WHAT THIS TASK INVOLVES: Write out all the entries below without any change.
SUPPLIED RECORDS section start
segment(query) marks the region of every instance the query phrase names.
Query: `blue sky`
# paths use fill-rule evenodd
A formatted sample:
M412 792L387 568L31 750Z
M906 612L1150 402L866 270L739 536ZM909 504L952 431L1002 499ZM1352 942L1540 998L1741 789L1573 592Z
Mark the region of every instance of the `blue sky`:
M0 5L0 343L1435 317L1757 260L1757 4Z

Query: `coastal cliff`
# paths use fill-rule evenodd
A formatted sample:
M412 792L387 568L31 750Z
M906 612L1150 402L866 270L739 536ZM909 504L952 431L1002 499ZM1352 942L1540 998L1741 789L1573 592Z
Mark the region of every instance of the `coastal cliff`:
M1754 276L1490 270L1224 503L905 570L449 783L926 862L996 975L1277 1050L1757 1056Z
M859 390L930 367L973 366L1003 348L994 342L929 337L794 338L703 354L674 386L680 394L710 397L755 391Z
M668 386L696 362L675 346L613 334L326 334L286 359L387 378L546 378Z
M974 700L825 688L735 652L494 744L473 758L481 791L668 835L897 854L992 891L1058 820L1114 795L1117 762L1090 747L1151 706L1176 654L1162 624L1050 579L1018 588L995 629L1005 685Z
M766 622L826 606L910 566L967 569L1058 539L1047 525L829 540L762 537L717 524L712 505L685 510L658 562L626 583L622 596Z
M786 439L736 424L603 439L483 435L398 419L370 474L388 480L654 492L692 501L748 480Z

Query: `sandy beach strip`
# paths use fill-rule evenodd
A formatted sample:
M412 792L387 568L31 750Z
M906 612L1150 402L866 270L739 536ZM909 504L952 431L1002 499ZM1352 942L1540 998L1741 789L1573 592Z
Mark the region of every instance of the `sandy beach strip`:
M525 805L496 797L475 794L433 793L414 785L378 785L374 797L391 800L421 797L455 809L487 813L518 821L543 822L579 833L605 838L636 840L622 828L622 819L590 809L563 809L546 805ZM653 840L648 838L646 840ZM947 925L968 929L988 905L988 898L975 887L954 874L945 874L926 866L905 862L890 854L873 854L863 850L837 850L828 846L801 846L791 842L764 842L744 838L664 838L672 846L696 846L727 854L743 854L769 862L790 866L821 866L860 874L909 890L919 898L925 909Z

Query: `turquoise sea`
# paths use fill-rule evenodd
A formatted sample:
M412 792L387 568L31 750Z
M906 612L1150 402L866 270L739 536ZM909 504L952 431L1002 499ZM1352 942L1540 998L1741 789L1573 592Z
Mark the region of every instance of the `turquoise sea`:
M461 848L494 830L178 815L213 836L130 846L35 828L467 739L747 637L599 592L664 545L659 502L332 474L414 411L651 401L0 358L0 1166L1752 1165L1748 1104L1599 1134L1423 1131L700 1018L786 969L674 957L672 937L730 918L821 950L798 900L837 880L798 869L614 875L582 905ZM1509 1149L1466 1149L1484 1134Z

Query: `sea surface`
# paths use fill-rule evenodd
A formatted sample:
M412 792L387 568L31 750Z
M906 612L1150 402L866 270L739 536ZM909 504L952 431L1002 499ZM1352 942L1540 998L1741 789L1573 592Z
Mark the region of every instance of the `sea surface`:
SUPPLIED RECORDS section end
EXERCISE SOLUTION:
segment(query) marks the region of every instance the query phrase names.
Query: `blue sky`
# paths use fill-rule evenodd
A formatted sample:
M412 792L387 568L31 750Z
M906 612L1150 402L866 270L739 536ZM909 504L952 431L1002 499ZM1352 942L1540 998L1741 789L1573 592Z
Mark the region of every instance of the `blue sky`:
M0 5L0 343L1435 317L1757 260L1757 4Z

Query: `coastal cliff`
# paths use fill-rule evenodd
A formatted sample:
M412 792L387 568L31 750Z
M906 612L1150 402L866 270L739 536ZM909 504L952 431L1002 499ZM1352 942L1540 998L1741 789L1573 592Z
Mark the region of every instance of the `coastal cliff`:
M1754 276L1490 270L1224 503L905 570L449 783L926 862L996 975L1277 1050L1757 1056Z
M859 390L930 367L973 366L1003 348L994 342L929 337L794 338L703 354L674 386L680 394L710 397L755 391Z
M668 386L696 362L675 346L613 334L326 334L286 359L387 378L546 378Z
M974 700L825 688L735 652L494 744L473 758L481 791L668 835L897 854L992 891L1058 820L1114 795L1117 762L1090 747L1151 706L1176 654L1162 624L1050 579L1018 588L995 629L1005 685Z
M766 622L826 606L910 566L967 569L1058 539L1047 525L829 540L762 537L717 524L712 505L685 510L658 562L626 583L622 596Z
M786 439L736 424L603 439L483 435L398 419L370 474L388 480L654 492L692 501L748 480Z

Query: `sandy beach strip`
# paths use fill-rule evenodd
A formatted sample:
M412 792L387 568L31 750Z
M906 612L1150 402L866 270L739 536ZM909 504L952 431L1002 499ZM1352 942L1540 998L1741 789L1573 592Z
Mark the region of every instance of the `sandy beach strip`:
M525 805L496 797L475 794L433 793L414 785L378 785L374 797L391 800L421 797L455 809L487 813L518 821L543 822L579 833L605 838L636 840L622 828L622 819L590 809L563 809L546 805ZM653 840L648 838L646 840ZM947 925L968 929L988 905L988 898L975 887L954 874L945 874L926 866L905 862L890 854L873 854L863 850L837 850L828 846L801 846L791 842L764 842L744 838L664 838L672 846L696 846L727 854L743 854L769 862L790 866L821 866L860 874L909 890L919 898L925 909Z

Query: `turquoise sea`
# paths use fill-rule evenodd
A formatted sample:
M412 792L387 568L31 750Z
M906 612L1150 402L866 270L739 536ZM909 504L952 431L1002 499ZM1352 942L1540 998L1741 789L1573 592Z
Mark the region of every instance of the `turquoise sea`:
M461 848L494 830L178 815L213 836L130 846L35 828L467 739L747 637L599 592L664 545L659 502L332 474L414 411L651 401L0 358L0 1166L1752 1165L1748 1104L1599 1134L1423 1131L700 1018L786 969L674 957L672 937L730 918L821 950L798 900L837 880L798 869L614 875L582 905ZM1509 1149L1466 1149L1484 1134Z

Query: `sea surface`
# paths use fill-rule evenodd
A formatted sample:
M412 792L387 568L31 750Z
M906 612L1150 402L866 270L739 536ZM909 504L952 431L1002 499ZM1352 942L1540 998L1741 789L1573 592Z
Mark the region of every instance of the `sea surface`:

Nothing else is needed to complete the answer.